--- PROVIDED DATA ---
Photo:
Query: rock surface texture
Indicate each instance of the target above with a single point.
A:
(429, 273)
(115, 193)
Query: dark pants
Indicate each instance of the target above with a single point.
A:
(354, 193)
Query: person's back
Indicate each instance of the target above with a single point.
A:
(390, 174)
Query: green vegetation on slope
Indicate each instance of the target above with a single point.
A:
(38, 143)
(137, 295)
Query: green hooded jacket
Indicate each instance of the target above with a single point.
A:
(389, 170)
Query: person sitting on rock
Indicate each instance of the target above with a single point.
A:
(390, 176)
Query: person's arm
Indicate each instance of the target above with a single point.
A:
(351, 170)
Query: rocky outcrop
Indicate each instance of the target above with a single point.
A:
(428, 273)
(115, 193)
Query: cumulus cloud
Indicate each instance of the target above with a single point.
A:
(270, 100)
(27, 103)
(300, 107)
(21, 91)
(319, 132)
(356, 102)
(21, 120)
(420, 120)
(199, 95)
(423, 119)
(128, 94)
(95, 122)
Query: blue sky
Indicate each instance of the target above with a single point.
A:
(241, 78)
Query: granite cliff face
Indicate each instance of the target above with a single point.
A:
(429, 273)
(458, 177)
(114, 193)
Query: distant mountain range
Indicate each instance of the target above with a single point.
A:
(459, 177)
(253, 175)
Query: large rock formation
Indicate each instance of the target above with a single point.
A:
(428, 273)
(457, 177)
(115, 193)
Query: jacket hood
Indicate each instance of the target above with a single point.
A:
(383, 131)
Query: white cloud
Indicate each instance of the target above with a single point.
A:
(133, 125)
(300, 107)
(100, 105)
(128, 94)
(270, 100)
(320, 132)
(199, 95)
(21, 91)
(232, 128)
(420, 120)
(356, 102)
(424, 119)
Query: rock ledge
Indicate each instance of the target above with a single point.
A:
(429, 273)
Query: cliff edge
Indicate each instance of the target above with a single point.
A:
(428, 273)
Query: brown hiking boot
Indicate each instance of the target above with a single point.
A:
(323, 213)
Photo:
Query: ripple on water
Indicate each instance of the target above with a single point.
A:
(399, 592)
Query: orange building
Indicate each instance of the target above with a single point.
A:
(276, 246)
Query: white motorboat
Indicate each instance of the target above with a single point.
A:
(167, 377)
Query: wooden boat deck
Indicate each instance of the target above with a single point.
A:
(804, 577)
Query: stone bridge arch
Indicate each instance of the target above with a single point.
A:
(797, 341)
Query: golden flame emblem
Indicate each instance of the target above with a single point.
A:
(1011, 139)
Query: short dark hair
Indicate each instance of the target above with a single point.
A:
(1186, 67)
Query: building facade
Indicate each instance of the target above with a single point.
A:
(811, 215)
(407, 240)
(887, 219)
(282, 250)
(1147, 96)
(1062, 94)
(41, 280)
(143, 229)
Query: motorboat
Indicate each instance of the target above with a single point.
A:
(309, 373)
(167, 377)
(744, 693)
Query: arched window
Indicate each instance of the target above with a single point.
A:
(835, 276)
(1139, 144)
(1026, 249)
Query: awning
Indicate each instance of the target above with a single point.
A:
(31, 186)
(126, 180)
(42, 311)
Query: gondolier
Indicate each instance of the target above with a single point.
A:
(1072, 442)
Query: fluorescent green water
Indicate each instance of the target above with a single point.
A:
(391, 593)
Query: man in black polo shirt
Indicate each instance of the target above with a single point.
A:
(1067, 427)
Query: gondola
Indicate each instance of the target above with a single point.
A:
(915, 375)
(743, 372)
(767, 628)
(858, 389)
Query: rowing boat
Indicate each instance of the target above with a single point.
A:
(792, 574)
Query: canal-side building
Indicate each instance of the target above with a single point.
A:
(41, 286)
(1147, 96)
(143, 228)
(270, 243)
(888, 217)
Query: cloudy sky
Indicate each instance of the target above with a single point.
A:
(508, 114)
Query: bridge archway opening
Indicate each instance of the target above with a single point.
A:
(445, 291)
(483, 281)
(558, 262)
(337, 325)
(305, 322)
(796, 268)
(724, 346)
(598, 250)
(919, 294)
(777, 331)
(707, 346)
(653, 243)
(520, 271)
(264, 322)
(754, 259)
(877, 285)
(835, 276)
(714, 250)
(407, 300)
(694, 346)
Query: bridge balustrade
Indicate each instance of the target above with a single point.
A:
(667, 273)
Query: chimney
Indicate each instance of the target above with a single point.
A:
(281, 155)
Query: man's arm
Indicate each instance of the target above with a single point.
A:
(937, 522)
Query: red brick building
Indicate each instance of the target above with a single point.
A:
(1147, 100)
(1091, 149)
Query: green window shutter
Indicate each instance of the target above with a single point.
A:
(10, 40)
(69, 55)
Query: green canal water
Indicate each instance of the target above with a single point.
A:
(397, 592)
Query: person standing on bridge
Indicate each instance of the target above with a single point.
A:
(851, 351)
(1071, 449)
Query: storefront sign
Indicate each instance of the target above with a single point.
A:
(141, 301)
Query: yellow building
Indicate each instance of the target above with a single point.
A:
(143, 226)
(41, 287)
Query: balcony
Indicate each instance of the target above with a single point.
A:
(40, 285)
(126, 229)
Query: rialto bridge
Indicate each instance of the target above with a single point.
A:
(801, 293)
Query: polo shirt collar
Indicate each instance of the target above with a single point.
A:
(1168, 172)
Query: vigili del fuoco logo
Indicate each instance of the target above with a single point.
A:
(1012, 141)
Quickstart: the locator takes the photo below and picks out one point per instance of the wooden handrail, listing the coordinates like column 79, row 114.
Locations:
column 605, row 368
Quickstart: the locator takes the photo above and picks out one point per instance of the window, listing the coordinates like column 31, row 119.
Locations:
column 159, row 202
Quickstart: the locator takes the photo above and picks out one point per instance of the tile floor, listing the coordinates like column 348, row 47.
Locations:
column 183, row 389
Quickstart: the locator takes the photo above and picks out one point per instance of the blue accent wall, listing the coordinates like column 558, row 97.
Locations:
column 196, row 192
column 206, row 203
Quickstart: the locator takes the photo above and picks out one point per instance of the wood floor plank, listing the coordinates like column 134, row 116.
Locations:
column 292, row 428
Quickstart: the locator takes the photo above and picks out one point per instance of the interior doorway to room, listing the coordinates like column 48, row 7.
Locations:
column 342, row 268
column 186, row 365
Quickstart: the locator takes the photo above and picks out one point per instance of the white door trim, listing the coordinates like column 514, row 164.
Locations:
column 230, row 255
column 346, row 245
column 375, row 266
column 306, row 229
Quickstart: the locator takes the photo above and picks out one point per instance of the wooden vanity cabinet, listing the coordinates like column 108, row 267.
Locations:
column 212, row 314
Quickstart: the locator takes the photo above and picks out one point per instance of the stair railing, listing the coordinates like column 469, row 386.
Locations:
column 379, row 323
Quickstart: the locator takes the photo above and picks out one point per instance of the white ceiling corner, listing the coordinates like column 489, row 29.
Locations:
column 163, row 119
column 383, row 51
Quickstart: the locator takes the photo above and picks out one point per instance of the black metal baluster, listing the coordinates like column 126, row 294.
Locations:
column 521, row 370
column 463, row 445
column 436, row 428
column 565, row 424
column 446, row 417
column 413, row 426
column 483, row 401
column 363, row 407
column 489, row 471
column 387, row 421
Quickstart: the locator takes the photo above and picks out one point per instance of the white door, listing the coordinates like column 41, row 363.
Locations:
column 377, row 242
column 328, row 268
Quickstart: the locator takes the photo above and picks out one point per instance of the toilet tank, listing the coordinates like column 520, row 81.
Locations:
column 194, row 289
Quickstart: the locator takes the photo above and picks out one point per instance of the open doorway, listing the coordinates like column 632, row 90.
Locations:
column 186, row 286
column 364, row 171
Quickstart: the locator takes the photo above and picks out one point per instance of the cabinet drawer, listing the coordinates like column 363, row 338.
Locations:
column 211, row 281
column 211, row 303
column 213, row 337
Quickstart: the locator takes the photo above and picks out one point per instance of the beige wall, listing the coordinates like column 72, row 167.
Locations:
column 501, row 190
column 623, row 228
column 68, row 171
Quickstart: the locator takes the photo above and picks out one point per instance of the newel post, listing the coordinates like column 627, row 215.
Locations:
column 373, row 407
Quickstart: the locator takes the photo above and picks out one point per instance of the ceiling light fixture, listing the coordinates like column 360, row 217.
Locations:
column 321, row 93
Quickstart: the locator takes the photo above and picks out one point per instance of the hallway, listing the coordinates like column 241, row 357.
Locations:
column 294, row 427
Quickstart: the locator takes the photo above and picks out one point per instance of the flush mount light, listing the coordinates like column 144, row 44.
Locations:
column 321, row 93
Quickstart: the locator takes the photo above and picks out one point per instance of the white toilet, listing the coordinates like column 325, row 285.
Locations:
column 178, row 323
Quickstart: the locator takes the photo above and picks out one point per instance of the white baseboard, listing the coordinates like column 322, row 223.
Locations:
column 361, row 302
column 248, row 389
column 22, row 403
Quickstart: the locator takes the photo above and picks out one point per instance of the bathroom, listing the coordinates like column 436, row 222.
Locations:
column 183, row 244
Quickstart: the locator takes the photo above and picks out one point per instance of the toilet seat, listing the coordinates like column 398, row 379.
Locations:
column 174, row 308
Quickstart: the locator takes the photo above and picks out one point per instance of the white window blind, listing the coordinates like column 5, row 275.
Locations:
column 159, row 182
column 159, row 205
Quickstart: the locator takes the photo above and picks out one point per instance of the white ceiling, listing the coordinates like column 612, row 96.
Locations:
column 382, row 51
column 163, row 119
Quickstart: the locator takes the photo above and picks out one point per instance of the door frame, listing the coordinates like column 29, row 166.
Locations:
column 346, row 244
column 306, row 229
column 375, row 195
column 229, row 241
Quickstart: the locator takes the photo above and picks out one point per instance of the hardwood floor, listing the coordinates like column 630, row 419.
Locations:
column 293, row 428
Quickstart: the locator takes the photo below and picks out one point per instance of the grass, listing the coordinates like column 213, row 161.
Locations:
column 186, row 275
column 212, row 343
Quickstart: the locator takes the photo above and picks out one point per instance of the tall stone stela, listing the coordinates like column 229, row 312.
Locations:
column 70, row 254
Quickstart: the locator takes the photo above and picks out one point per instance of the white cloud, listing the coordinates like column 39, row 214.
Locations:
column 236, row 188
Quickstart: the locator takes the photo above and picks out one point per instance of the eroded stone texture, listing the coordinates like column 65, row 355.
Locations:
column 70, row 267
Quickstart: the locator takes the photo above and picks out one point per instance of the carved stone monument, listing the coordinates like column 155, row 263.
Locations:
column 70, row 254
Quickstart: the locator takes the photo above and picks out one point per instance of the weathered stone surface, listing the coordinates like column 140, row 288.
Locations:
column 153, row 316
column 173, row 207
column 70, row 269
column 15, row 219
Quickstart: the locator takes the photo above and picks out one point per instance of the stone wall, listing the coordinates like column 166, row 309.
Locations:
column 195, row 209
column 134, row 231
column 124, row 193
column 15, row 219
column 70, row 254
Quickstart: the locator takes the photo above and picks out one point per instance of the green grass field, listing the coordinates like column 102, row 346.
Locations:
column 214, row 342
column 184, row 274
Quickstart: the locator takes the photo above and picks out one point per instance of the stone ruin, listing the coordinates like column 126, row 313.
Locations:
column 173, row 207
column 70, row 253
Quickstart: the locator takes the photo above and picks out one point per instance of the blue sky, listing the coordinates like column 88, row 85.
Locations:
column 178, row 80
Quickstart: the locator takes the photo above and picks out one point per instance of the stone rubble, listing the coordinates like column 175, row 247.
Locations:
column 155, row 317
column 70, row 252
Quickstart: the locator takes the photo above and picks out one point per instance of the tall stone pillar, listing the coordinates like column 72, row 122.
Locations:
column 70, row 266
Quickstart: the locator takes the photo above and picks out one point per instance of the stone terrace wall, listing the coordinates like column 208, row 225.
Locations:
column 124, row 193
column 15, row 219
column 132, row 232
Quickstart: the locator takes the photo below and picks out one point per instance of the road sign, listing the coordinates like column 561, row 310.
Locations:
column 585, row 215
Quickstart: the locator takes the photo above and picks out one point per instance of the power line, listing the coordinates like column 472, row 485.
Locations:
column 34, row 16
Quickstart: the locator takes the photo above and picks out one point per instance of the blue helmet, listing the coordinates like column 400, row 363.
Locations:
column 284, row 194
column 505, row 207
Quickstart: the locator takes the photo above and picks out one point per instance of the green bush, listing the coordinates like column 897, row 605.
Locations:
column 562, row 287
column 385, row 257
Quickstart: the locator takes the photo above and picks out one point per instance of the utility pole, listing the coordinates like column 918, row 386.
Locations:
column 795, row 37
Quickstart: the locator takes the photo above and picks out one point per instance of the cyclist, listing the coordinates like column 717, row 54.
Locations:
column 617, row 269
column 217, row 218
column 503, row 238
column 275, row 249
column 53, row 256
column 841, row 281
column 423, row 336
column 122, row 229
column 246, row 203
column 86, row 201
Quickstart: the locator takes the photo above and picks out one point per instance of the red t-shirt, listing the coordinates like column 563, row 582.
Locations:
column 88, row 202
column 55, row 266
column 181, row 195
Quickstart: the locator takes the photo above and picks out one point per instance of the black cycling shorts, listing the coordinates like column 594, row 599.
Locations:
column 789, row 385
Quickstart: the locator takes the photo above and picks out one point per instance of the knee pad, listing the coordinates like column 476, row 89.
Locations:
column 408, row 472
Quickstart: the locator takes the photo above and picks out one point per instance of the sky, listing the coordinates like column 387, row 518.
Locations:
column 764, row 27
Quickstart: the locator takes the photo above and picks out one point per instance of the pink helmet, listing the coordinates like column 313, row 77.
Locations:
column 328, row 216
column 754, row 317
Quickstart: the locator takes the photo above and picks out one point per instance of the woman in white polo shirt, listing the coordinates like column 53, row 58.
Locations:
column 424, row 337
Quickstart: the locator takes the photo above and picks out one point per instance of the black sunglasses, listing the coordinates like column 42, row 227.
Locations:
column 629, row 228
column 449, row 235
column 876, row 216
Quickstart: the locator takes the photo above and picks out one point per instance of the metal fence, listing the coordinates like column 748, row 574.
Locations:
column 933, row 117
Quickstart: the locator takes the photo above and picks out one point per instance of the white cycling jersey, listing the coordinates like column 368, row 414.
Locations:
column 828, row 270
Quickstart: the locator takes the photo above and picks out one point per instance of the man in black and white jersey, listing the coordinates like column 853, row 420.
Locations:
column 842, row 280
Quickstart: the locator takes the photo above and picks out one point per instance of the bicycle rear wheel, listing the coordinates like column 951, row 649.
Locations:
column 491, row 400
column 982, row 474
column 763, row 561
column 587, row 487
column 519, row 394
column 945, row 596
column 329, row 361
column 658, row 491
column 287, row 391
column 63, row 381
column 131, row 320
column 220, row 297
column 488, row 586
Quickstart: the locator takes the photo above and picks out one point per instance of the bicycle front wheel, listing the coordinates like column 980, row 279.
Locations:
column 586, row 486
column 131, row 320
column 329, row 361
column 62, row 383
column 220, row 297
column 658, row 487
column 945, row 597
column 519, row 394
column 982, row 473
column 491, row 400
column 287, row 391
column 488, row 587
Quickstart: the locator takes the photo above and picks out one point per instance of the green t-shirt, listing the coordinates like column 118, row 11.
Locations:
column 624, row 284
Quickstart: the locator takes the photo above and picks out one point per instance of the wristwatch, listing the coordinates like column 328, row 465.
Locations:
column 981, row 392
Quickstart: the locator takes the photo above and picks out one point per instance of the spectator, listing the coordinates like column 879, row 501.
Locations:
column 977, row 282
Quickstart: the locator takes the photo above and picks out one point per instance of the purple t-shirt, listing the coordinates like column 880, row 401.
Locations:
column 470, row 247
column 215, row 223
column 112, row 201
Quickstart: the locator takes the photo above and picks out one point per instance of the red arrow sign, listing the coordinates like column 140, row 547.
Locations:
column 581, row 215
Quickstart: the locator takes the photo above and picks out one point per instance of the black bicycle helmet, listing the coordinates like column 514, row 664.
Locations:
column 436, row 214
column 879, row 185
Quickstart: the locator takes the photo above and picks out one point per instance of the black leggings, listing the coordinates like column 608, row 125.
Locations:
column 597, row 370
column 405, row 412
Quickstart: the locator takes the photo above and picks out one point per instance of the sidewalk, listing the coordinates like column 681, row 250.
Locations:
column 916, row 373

--- WHAT THIS TASK INVOLVES ---
Repeat, word for word, every line from the line that contains "140, row 547." to the end of the entries; include both of those lines and no others.

--- ANSWER TO THIS EXERCISE ---
Quickstart: the locator takes the photo above and picks out one point per instance of the red arrow sign, listing the coordinates like column 140, row 547.
Locations:
column 581, row 215
Quickstart: the locator takes the photo above and picks out one point per instance of the black bicycle helmet, listing the coordinates like column 514, row 664.
Locations:
column 436, row 214
column 879, row 185
Quickstart: the locator takes the photo above and picks out one point per instance of the black leggings, listing the coordinates like column 608, row 125.
Locations:
column 597, row 370
column 405, row 412
Quickstart: the locator takes the photo above and picks out one point per instance of the sidewalk, listing the coordinates like column 681, row 250.
Locations:
column 916, row 373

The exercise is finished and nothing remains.